GIVEN RECORDS below:

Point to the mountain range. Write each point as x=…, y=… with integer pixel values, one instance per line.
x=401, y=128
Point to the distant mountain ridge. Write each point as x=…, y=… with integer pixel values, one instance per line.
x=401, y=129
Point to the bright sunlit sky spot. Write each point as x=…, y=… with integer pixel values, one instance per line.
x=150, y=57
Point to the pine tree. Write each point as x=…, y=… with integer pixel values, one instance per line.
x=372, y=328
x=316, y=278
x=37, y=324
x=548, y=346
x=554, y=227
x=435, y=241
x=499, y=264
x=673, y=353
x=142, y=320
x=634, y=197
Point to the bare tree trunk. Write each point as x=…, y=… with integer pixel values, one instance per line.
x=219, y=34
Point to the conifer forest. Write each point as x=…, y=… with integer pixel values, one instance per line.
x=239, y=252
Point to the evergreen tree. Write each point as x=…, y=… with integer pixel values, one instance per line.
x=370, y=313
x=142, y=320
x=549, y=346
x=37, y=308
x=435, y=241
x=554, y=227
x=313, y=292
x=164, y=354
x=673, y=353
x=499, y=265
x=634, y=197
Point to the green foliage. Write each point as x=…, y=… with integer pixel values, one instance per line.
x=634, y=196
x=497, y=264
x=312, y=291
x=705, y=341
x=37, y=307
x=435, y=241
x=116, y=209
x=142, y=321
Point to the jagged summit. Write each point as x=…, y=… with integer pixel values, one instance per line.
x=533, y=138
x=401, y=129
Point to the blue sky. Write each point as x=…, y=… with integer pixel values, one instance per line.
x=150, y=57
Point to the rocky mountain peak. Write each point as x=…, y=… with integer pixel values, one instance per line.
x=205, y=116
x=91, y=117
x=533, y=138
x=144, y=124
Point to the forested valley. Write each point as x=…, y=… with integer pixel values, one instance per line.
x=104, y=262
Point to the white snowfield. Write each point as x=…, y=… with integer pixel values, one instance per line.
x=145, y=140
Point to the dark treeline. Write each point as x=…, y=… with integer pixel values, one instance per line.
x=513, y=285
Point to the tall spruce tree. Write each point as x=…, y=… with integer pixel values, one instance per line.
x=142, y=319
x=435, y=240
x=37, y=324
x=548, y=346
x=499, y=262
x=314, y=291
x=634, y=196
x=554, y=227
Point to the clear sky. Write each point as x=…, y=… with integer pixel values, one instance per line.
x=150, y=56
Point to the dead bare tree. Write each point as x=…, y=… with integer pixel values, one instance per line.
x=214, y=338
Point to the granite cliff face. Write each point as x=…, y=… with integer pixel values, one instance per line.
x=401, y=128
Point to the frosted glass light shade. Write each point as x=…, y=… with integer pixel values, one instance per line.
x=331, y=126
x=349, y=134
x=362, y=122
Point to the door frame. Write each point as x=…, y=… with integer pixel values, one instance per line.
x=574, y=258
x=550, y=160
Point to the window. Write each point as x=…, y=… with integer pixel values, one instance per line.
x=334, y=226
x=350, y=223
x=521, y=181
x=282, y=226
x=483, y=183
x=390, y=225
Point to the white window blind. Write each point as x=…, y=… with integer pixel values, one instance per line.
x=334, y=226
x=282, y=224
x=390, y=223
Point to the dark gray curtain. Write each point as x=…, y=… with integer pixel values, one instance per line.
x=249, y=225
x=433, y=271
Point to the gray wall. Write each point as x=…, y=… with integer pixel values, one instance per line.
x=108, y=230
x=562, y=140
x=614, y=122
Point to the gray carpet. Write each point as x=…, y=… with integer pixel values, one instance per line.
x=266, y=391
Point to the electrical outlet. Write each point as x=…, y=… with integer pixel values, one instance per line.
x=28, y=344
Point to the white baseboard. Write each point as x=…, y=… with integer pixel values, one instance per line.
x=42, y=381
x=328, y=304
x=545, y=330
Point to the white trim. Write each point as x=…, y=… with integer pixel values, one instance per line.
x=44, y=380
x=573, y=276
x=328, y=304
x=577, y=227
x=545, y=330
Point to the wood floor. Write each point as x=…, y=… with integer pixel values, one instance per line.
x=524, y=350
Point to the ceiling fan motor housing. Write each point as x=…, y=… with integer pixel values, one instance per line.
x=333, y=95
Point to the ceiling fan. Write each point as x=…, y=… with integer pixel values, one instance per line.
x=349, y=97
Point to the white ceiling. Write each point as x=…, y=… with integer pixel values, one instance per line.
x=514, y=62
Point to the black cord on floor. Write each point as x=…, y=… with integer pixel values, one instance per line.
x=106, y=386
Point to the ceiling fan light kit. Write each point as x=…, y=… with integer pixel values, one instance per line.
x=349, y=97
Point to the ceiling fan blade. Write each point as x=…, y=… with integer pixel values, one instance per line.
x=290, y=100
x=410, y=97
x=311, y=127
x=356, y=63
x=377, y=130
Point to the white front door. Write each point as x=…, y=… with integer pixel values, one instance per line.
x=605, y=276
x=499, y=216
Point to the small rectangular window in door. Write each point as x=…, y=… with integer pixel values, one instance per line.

End of GIVEN RECORDS.

• [BRIEF]: All of the material, restated exactly, is the expected result.

• [WRITTEN SOLUTION]:
Point to the mountain range. Write each point as x=…, y=… with integer pixel values, one instance per line.
x=401, y=128
Point to the distant mountain ridge. Write each point as x=…, y=… with integer pixel values, one instance per line.
x=401, y=129
Point to the bright sunlit sky spot. Write each point as x=…, y=… with integer pixel values, one instance per line.
x=150, y=57
Point to the pine tree. Write each point as x=…, y=… with integer pixel values, one instance per line.
x=372, y=328
x=316, y=278
x=37, y=324
x=548, y=346
x=554, y=227
x=435, y=241
x=499, y=264
x=673, y=353
x=142, y=320
x=634, y=197
Point to the bare tree trunk. Write each point as x=…, y=… with integer pixel values, one instance per line.
x=219, y=34
Point to the conifer forest. Write each point as x=…, y=… with integer pixel values, one instance per line.
x=239, y=252
Point to the evergreen tree. Write each point as x=…, y=… with integer pixel values, one instance per line.
x=370, y=313
x=142, y=320
x=549, y=346
x=37, y=308
x=435, y=241
x=554, y=227
x=313, y=292
x=164, y=354
x=673, y=353
x=499, y=265
x=634, y=197
Point to the green foliage. Write each point as x=…, y=… with integer pixel values, one instance per line.
x=634, y=196
x=497, y=264
x=312, y=291
x=705, y=341
x=37, y=307
x=435, y=241
x=116, y=209
x=142, y=321
Point to the jagged summit. Write each point as x=…, y=… with integer pixel values, one instance per line.
x=533, y=138
x=401, y=129
Point to the blue sky. Write each point as x=…, y=… with integer pixel values, one instance per line.
x=150, y=57
Point to the rocky mountain peak. Write each point as x=…, y=… with integer pixel values, one instance per line.
x=205, y=116
x=91, y=117
x=533, y=138
x=144, y=124
Point to the forested valley. Write each point as x=…, y=… with integer pixel values, one instance per line.
x=104, y=262
Point to the white snowfield. Write each point as x=…, y=… with integer pixel values, one instance per line.
x=145, y=140
Point to the dark treeline. Write each point as x=…, y=… with integer pixel values, one instance per line.
x=513, y=285
Point to the tall spruce tree. Write each point as x=…, y=… with integer pixel values, one instance per line.
x=142, y=319
x=435, y=240
x=37, y=324
x=548, y=346
x=499, y=262
x=314, y=291
x=634, y=196
x=554, y=227
Point to the clear sky. Write each point as x=…, y=… with integer pixel values, one instance per line.
x=150, y=56
Point to the dead bare tree. Write each point as x=…, y=… with integer pixel values, one instance per line.
x=214, y=338
Point to the granite cliff face. Write each point as x=…, y=… with integer pixel values, one instance per line.
x=401, y=128
Point to the frosted glass light shade. Write each point as x=…, y=… with integer pixel values, one instance per line.
x=331, y=126
x=349, y=134
x=362, y=122
Point to the door frame. Write each point as x=…, y=… with integer pixel values, one instance per line.
x=574, y=258
x=550, y=160
Point to the window. Write each point as x=…, y=… with integer pixel values, one instance per line.
x=334, y=226
x=350, y=223
x=521, y=181
x=282, y=226
x=483, y=183
x=390, y=225
Point to the white window blind. Write each point as x=…, y=… with integer pixel values, one instance per line.
x=334, y=226
x=282, y=224
x=390, y=223
Point to the dark gray curtain. Write each point as x=…, y=… with integer pixel values, one instance per line.
x=249, y=225
x=433, y=271
Point to the gray wall. Write each point as x=…, y=… with integer pixel values, one instance per line.
x=108, y=230
x=562, y=140
x=614, y=122
Point to the gray carpet. Write each point as x=…, y=… with integer pixel values, one instance per line.
x=266, y=391
Point to the electrical outlet. Write each point as x=…, y=… with integer pixel values, one instance per line.
x=28, y=344
Point to the white baseboard. Write each point as x=…, y=… with integer pixel values, one instance per line.
x=42, y=381
x=328, y=304
x=545, y=330
Point to the white trim. Write each point as x=…, y=… with integer pixel values, one instance per line.
x=44, y=380
x=573, y=276
x=328, y=304
x=577, y=227
x=545, y=330
Point to the wood floor. Write each point as x=…, y=… with integer pixel values, one instance per line.
x=524, y=350
Point to the ceiling fan motor housing. Write each point as x=…, y=… with integer pixel values, one instance per line.
x=333, y=95
Point to the ceiling fan. Write each point as x=…, y=… with integer pixel values, one instance per line.
x=349, y=97
Point to the white ceiling. Write each point as x=…, y=… with integer pixel values, one instance per line.
x=514, y=62
Point to the black cord on floor. Write each point as x=…, y=… with integer pixel values, one instance per line.
x=106, y=386
Point to the ceiling fan light kit. Write each point as x=…, y=… with integer pixel values, one instance per line.
x=349, y=97
Point to the ceiling fan blade. Write each point as x=…, y=… with integer pixel values, one instance per line.
x=290, y=100
x=410, y=97
x=311, y=127
x=356, y=63
x=377, y=130
Point to the white front door. Write each point as x=…, y=… with integer pixel values, one instance per line.
x=605, y=276
x=499, y=216
Point to the small rectangular window in door. Write each point as x=…, y=… with integer pixel values, one instance per line.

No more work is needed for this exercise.